> **THE PROBLEM**:
Your answer must consist solely of the line containing "For our annual mammal census, mark every broccoli" and all subsequent lines through the end of the entries, reproduced exactly.
---------------
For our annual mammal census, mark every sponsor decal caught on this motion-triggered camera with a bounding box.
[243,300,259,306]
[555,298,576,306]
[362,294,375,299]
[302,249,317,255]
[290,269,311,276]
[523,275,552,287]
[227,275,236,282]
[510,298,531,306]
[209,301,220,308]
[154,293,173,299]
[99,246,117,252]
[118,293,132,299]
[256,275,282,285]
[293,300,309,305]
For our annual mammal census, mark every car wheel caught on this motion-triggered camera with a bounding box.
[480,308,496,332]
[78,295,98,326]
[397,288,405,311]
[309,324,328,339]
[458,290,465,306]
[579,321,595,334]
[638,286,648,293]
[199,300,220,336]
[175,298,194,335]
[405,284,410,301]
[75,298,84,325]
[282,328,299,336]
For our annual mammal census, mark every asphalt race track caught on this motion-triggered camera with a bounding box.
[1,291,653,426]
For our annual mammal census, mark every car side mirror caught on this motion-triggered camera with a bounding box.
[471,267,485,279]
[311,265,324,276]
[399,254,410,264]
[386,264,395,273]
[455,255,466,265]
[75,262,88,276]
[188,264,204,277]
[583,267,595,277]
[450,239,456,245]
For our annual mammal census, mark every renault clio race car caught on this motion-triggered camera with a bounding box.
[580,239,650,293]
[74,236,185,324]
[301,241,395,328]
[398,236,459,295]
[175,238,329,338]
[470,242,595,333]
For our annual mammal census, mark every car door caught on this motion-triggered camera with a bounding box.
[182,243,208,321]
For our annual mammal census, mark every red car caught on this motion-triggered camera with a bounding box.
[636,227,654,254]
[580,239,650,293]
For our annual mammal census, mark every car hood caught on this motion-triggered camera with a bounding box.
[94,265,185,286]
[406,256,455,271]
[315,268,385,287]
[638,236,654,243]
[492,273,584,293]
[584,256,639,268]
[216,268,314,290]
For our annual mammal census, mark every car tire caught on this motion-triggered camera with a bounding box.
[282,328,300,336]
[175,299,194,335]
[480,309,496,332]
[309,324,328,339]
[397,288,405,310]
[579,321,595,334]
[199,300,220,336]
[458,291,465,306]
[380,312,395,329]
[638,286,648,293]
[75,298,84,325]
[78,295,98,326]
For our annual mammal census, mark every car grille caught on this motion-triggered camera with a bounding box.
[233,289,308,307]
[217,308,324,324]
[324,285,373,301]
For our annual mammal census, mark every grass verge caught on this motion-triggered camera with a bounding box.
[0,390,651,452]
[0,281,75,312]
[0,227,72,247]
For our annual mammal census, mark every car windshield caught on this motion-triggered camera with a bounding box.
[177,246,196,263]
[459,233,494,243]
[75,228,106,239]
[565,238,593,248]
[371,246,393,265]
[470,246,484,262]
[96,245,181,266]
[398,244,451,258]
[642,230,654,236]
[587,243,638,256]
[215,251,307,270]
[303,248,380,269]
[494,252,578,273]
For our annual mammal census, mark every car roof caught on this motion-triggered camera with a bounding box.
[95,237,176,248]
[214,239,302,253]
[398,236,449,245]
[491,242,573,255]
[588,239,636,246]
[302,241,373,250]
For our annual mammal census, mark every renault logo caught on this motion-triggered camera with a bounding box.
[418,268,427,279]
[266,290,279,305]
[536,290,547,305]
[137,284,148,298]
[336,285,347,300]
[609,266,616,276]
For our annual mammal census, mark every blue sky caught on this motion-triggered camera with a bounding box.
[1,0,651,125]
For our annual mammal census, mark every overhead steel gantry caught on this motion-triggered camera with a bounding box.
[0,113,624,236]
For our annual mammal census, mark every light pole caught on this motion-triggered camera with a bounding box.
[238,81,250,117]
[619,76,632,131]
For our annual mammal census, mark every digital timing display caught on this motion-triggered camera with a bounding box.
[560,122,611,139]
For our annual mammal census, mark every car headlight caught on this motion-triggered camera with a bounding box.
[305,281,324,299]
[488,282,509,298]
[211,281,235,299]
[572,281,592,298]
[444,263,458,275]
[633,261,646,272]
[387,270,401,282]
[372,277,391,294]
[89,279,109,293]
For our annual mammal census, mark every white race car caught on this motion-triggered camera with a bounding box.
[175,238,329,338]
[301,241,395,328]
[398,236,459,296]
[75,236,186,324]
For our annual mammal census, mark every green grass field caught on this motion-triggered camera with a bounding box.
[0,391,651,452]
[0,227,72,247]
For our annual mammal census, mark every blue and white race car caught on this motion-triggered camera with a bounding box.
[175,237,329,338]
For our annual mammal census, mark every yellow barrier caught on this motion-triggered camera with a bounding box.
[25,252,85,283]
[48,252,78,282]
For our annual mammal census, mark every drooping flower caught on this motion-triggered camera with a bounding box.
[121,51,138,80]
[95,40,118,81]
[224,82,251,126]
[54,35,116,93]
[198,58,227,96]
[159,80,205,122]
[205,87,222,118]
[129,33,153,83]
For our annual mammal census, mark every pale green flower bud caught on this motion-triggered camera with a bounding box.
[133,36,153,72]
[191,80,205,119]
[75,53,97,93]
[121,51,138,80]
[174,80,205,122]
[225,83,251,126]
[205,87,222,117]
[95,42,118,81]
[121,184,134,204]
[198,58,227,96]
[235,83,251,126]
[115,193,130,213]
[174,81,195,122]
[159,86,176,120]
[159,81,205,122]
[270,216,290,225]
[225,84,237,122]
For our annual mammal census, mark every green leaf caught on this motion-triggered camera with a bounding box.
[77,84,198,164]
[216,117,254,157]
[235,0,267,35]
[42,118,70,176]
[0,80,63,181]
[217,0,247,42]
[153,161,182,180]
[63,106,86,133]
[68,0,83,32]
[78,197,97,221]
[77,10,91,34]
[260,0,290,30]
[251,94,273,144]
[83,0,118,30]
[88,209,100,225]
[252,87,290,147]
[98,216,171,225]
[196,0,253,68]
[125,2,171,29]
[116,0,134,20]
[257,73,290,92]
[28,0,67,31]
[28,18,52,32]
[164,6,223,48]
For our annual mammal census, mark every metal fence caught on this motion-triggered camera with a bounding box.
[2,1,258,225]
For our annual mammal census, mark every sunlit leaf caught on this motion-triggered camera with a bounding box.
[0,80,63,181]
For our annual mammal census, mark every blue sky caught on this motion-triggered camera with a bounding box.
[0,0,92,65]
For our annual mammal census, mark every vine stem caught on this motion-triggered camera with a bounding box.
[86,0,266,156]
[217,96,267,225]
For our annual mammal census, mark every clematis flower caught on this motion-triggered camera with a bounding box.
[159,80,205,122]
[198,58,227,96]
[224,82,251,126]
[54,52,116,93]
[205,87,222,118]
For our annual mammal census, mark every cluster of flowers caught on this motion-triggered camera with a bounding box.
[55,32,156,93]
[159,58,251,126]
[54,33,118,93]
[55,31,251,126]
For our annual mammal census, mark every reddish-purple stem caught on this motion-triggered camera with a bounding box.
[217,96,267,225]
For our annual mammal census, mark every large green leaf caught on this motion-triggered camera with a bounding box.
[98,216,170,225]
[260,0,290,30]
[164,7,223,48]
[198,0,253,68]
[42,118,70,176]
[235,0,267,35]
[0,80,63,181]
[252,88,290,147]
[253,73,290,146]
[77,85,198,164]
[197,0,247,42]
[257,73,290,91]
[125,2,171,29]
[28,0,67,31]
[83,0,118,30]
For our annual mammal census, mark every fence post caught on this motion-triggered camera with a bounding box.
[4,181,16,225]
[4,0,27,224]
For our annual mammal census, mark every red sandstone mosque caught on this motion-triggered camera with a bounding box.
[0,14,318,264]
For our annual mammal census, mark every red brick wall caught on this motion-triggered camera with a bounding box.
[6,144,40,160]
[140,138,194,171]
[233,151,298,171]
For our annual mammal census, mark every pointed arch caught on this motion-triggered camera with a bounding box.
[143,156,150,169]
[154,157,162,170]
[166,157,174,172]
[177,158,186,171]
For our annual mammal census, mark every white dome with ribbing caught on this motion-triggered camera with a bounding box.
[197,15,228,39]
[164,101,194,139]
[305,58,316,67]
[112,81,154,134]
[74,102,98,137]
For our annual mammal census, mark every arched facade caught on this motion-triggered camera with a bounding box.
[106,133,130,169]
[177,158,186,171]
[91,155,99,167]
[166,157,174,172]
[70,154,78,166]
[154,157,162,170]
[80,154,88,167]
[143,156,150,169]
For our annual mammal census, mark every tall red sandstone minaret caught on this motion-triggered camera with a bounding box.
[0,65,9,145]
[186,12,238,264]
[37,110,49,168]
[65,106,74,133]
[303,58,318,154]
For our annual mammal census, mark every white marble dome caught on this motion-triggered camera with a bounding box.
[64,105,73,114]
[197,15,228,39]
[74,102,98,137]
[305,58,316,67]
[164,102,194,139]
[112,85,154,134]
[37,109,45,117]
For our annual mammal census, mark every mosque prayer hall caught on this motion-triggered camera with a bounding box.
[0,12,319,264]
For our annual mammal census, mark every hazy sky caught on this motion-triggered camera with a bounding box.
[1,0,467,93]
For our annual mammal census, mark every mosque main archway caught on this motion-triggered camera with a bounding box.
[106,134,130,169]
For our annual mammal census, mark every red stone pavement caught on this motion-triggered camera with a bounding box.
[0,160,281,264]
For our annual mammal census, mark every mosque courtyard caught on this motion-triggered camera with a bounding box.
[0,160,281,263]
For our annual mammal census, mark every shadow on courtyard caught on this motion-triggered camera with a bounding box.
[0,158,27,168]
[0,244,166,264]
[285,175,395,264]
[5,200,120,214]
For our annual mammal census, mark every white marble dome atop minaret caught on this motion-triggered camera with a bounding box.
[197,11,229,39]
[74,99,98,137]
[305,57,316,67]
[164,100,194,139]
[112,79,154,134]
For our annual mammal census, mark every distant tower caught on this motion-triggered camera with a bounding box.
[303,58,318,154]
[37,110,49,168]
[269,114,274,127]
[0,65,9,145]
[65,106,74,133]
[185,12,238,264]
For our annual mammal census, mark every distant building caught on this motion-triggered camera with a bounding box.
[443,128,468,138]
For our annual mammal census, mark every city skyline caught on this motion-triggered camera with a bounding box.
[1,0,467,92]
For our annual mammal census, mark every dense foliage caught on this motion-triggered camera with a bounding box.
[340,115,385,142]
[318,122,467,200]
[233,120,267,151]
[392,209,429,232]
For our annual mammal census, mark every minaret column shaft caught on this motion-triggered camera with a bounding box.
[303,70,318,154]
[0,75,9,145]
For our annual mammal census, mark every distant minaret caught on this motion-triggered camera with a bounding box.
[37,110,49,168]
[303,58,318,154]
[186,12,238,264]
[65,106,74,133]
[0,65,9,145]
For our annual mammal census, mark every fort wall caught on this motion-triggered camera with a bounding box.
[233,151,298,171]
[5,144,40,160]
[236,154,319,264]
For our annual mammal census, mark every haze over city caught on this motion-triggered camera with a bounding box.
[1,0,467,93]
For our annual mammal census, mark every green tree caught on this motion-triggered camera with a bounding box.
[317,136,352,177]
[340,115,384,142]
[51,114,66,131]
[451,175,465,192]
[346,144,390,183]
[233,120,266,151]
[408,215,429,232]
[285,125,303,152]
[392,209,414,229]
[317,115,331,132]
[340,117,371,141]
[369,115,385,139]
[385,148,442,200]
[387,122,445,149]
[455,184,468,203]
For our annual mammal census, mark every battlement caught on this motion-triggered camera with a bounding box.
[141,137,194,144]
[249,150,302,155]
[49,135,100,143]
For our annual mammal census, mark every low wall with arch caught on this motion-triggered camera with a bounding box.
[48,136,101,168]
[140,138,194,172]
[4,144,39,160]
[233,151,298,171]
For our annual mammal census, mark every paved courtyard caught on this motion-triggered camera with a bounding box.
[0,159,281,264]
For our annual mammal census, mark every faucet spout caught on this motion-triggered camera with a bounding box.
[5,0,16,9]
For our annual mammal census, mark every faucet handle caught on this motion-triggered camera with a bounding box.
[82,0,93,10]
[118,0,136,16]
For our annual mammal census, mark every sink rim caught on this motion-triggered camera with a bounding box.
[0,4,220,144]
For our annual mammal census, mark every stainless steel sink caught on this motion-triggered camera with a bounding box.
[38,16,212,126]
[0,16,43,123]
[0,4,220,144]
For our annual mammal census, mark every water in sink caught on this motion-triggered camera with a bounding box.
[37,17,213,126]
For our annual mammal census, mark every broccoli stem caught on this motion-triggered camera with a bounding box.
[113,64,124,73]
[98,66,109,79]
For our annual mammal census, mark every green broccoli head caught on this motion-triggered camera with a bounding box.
---------------
> **RESULT OF THIS TASK**:
For our annual mammal census, mark every broccoli stem caught on this motion-triggered camera with a bounding box.
[113,64,124,73]
[98,66,109,79]
For our annual mammal census, mark every green broccoli head caught on this motion-triggered camera with a bounding box.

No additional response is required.